*** Opening EXERCISE TEXT ***

Artificial Intelligence 9 min read

GPT-5.5 Launches: How It Stacks Up Against Claude Opus 4.7

OpenAI released GPT-5.5 with three variants, matching GPT-5.4's latency while boosting benchmark scores across Terminal‑Bench, GDPval, FrontierMath, ARC‑AGI‑2 and more, yet pricing doubles and some tests still favor Claude Opus 4.7, highlighting a fierce model‑level competition.

AI Programming Lab

Apr 24, 2026

GPT-5.5 Launches: How It Stacks Up Against Claude Opus 4.7

OpenAI announced the midnight release of GPT-5.5, adding three versions—GPT-5.5, GPT-5.5 Thinking, and GPT-5.5 Pro—available to all ChatGPT Plus, Pro, Business, and Enterprise users. The rollout follows a rapid cadence of roughly two months per version since GPT‑5 debuted.

OpenAI positions GPT-5.5 as an "agentic" model that can complete multi‑step tasks autonomously, emphasizing tool use, self‑checking, and continuous operation. The key claim is that per‑token latency matches GPT‑5.4 in real‑world serving, so the model is smarter without being slower and consumes fewer tokens.

Benchmark results back the claim. On Terminal‑Bench 2.0 (command‑line workflow), GPT‑5.5 scores 82.7 % versus 75.1 % for GPT‑5.4, 69.4 % for Claude Opus 4.7, and 68.5 % for Gemini 3.1 Pro. GDPval (44 professional domains) shows GPT‑5.5 at 84.9 % against 80.3 % for Claude and 67.3 % for Gemini.

On FrontierMath Tier 4 (hardest math), GPT‑5.5 reaches 35.4 % while GPT‑5.4 lags at 27.1 % and Claude at 22.9 %; the Pro variant climbs to 39.6 %. ARC‑AGI‑2 (abstract reasoning) jumps to 85.0 % from 73.3 % (GPT‑5.4). CyberGym (cyber‑security) scores 81.8 % versus 73.1 % for Claude. Tau2‑bench (telecom workflow) hits 98.0 % without prompt‑tuning, up from 92.8 % for GPT‑5.4.

*** Closing EXERCISE TEXT ***
*** Opening DATA EXCERPTS ***

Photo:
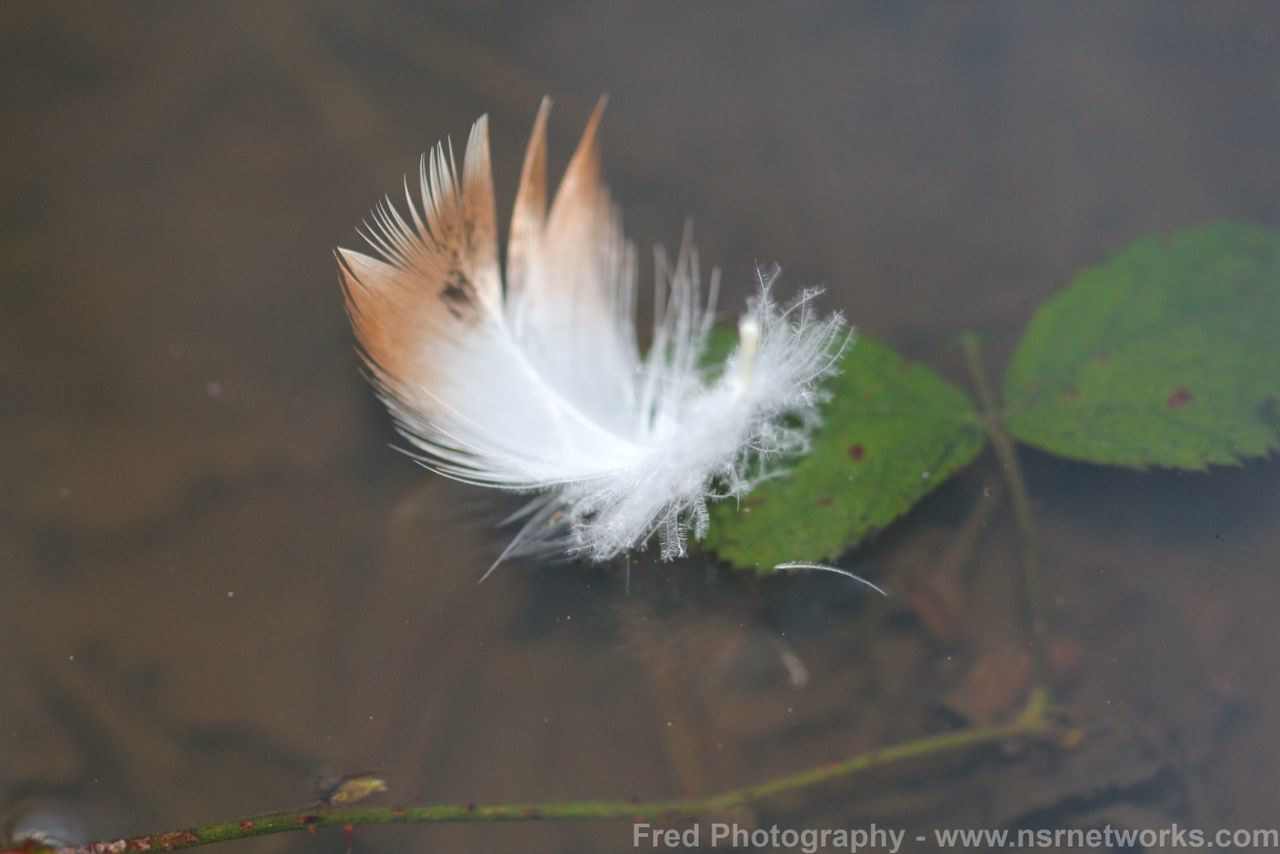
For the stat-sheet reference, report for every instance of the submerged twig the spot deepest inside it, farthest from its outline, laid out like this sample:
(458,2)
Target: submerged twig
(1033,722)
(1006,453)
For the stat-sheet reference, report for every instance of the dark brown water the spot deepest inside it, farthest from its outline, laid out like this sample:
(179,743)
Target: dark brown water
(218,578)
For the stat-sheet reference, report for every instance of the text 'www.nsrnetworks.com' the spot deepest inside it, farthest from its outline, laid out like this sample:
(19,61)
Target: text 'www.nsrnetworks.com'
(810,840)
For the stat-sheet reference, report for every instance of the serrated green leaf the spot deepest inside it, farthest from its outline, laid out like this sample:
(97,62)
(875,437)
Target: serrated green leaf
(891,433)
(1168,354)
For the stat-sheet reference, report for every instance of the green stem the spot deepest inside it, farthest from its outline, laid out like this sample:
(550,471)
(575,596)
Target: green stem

*** Closing DATA EXCERPTS ***

WHAT TO PRODUCE: Could you reproduce the whole GPT-5.5 launch article above, word for word, with nothing left out or changed?

OUTPUT OF THE TASK:
Artificial Intelligence 9 min read

GPT-5.5 Launches: How It Stacks Up Against Claude Opus 4.7

OpenAI released GPT-5.5 with three variants, matching GPT-5.4's latency while boosting benchmark scores across Terminal‑Bench, GDPval, FrontierMath, ARC‑AGI‑2 and more, yet pricing doubles and some tests still favor Claude Opus 4.7, highlighting a fierce model‑level competition.

AI Programming Lab

Apr 24, 2026

GPT-5.5 Launches: How It Stacks Up Against Claude Opus 4.7

OpenAI announced the midnight release of GPT-5.5, adding three versions—GPT-5.5, GPT-5.5 Thinking, and GPT-5.5 Pro—available to all ChatGPT Plus, Pro, Business, and Enterprise users. The rollout follows a rapid cadence of roughly two months per version since GPT‑5 debuted.

OpenAI positions GPT-5.5 as an "agentic" model that can complete multi‑step tasks autonomously, emphasizing tool use, self‑checking, and continuous operation. The key claim is that per‑token latency matches GPT‑5.4 in real‑world serving, so the model is smarter without being slower and consumes fewer tokens.

Benchmark results back the claim. On Terminal‑Bench 2.0 (command‑line workflow), GPT‑5.5 scores 82.7 % versus 75.1 % for GPT‑5.4, 69.4 % for Claude Opus 4.7, and 68.5 % for Gemini 3.1 Pro. GDPval (44 professional domains) shows GPT‑5.5 at 84.9 % against 80.3 % for Claude and 67.3 % for Gemini.

On FrontierMath Tier 4 (hardest math), GPT‑5.5 reaches 35.4 % while GPT‑5.4 lags at 27.1 % and Claude at 22.9 %; the Pro variant climbs to 39.6 %. ARC‑AGI‑2 (abstract reasoning) jumps to 85.0 % from 73.3 % (GPT‑5.4). CyberGym (cyber‑security) scores 81.8 % versus 73.1 % for Claude. Tau2‑bench (telecom workflow) hits 98.0 % without prompt‑tuning, up from 92.8 % for GPT‑5.4.